The California Transportation Commission (CTC) is an independent government transportation commission established in 1978. The CTC replaced and assumed the responsibilities of four prior independent agencies, the California Highway Commission, the State Transportation Board, the State Aeronautics Board, and the California Toll Bridge Authority. The CTC is headquartered in Sacramento.

== Mission ==
The CTC mission statement, adopted May 19, 2010, is as follows:The California Transportation Commission is an independent public agency dedicated to ensuring a safe, financially sustainable, world-class multimodal transportation system that reduces congestion, improves the environment, and facilitates economic development through the efficient movement of people and goods.

The CTC is responsible for many aspects of transportation planning, funding, and management. The primary responsibilities of the CTC include:
- Programs and allocates federal and state funds for the construction of highway, passenger rail, transit, bicycle, pedestrian, aeronautics, and environmental enhancement mitigation improvements throughout California.
- Adopts estimates of funding expected to be available for various transportation programs.
- Adopts guidelines for the development of CTC administered programs as well as state and regional transportation plans.
- Advises and assists the California State Transportation Agency and the Legislature in formulating and evaluating state policies and plans for transportation issues in California.

RECORDS PROVIDED —
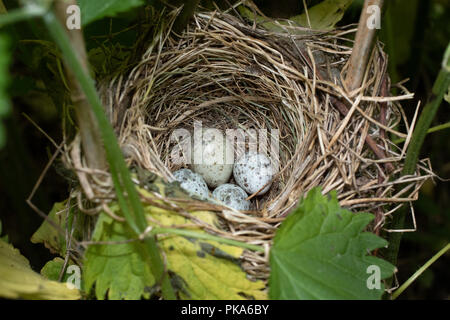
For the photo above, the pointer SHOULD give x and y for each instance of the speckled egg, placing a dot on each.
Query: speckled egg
(213, 157)
(192, 183)
(232, 196)
(253, 171)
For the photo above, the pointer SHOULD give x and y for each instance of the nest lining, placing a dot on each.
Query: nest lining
(230, 74)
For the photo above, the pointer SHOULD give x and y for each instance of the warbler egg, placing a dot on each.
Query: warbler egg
(192, 183)
(213, 157)
(253, 171)
(232, 196)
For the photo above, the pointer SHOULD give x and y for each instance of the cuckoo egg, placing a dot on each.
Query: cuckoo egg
(253, 171)
(192, 183)
(232, 196)
(213, 157)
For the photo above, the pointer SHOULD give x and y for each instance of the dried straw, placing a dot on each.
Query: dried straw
(230, 74)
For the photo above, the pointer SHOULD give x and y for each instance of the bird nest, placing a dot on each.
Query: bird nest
(226, 72)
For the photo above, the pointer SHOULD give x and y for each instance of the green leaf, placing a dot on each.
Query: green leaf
(4, 81)
(48, 235)
(322, 16)
(98, 9)
(122, 271)
(321, 252)
(119, 271)
(18, 280)
(52, 269)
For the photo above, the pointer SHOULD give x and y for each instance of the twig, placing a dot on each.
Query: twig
(89, 131)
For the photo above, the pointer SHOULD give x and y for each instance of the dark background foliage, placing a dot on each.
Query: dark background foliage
(415, 34)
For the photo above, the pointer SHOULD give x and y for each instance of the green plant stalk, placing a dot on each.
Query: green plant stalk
(205, 236)
(419, 272)
(131, 206)
(440, 88)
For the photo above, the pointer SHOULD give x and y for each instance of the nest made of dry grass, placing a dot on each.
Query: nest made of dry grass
(232, 73)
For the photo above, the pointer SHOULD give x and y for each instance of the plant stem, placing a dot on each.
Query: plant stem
(89, 130)
(440, 88)
(129, 201)
(361, 48)
(419, 272)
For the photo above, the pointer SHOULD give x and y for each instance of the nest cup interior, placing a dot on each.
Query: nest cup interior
(225, 74)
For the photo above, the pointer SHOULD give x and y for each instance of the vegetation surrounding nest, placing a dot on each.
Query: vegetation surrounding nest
(230, 74)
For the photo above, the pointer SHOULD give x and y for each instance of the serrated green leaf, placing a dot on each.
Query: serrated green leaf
(119, 271)
(321, 252)
(98, 9)
(18, 280)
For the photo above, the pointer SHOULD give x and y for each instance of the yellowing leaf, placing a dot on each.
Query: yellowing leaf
(205, 274)
(18, 280)
(322, 16)
(199, 269)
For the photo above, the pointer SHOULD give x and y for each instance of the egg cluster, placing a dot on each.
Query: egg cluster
(252, 172)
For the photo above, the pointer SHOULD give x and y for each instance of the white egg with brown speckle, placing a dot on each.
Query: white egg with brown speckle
(253, 171)
(232, 196)
(213, 157)
(192, 183)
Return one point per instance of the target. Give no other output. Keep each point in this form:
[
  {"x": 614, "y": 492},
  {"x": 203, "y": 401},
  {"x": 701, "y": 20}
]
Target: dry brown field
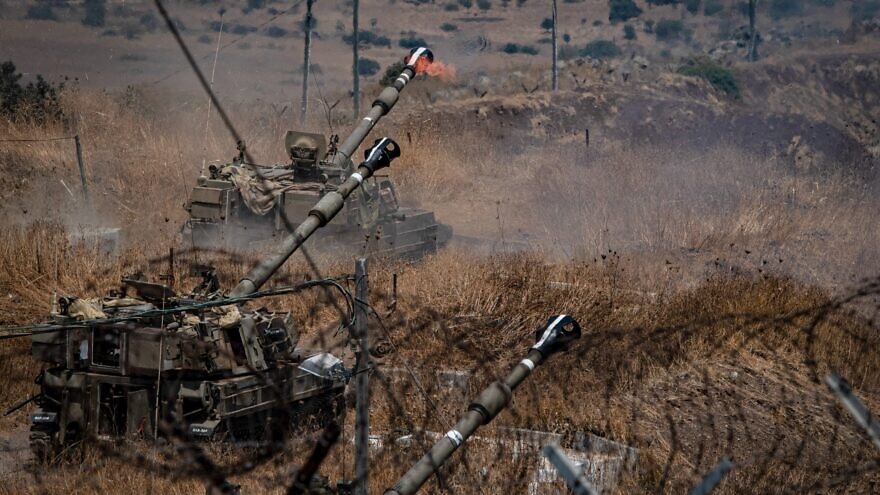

EXERCISE SET —
• 1. Transcribe this part of the California Transportation Commission passage, beginning at the words "The California Transportation Commission (CTC)" and ending after the words "people and goods.".
• 2. According to the California Transportation Commission passage, on what date was the commission's mission statement adopted?
• 3. Write the next part of the California Transportation Commission passage, picking up after its final sentence.

RESPONSES BY TASK —
• 1.
The California Transportation Commission (CTC) is an independent government transportation commission established in 1978. The CTC replaced and assumed the responsibilities of four prior independent agencies, the California Highway Commission, the State Transportation Board, the State Aeronautics Board, and the California Toll Bridge Authority. The CTC is headquartered in Sacramento.

== Mission ==
The CTC mission statement, adopted May 19, 2010, is as follows:The California Transportation Commission is an independent public agency dedicated to ensuring a safe, financially sustainable, world-class multimodal transportation system that reduces congestion, improves the environment, and facilitates economic development through the efficient movement of people and goods.

• 2. May 19, 2010.

• 3.
- Actively participates in the initiation and development of state and federal legislation in matters concerning transportation issues in California.

== Organizational Structure ==
The CTC consists of 11 voting commissioners and two non-voting ex officio members. Of the 11 voting commissioners, nine are appointed by the Governor, one is appointed by the Senate Rules Committee, and one is appointed by the Speaker of the Assembly. As of August 2017, the chair is Bob Alvarado and the vice chair is Fran Inman. Other commissioners include Yvonne B. Burke, Lucetta Dunn, James Earp, James C. Ghielmetti, Carl Guardino, Christine Kehoe, James Madaffer, Joseph Tavaglione, and Paul Van Konynenburg. The two ex officio non-voting members are appointed from the State Senate and State Assembly. The current ex officio members are Senator Jim Beall and Assembly Member Jim Frazier. The executive director is Susan Bransen.

==History==
In 2024, the CTC's authorization for the widening of Interstate 15 sparked controversy over its environmental impact. The Environmental Protection Agency investigated allegations that the CTC misled the EPA about the potential environmental impact of the project.